__PROVIDED RECORDS__
===
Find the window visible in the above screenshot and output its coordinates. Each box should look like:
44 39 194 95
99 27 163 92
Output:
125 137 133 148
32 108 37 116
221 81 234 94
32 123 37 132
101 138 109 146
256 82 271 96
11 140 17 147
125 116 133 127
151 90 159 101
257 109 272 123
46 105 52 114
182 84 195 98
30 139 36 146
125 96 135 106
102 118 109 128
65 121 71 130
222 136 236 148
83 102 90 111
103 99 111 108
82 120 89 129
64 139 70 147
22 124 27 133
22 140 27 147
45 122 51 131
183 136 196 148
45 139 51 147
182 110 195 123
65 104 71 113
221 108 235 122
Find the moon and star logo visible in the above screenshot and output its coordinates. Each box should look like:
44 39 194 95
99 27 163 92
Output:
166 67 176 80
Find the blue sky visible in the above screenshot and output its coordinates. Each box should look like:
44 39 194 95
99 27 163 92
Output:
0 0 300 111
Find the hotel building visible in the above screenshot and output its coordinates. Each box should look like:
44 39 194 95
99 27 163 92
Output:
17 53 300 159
===
__WHAT YOU ARE ASKED TO DO__
Write out every line of the entries above word for word, changing and omitting nothing.

__RESULT OF THIS EXERCISE__
Find the window visible in the above screenshot and output its coordinates. Each box should look like:
44 39 194 95
99 27 163 92
Output:
125 137 133 148
32 108 37 116
221 81 234 94
32 123 37 132
101 138 109 146
256 82 271 96
11 140 17 147
125 116 133 127
151 90 159 101
257 109 272 123
46 105 52 114
182 84 195 98
30 139 36 146
125 96 135 106
102 118 109 128
65 121 71 130
222 136 236 148
83 102 90 111
103 99 111 108
82 120 89 129
64 139 70 147
22 124 27 133
22 140 27 147
45 122 51 131
183 136 196 148
45 139 51 147
182 110 195 123
65 104 71 113
221 108 235 122
Find the moon and star logo visible in the above screenshot and output its coordinates. Each box should look like:
44 39 194 95
99 27 163 92
Output:
166 67 176 80
Find the blue sky visible in the above screenshot and output its coordinates. Each box should look like:
44 39 194 95
99 27 163 92
Output:
0 0 300 111
Find the hotel building visible in the above screenshot and output its coordinates. Each box should look like:
44 39 194 95
99 27 163 92
Output:
17 53 300 159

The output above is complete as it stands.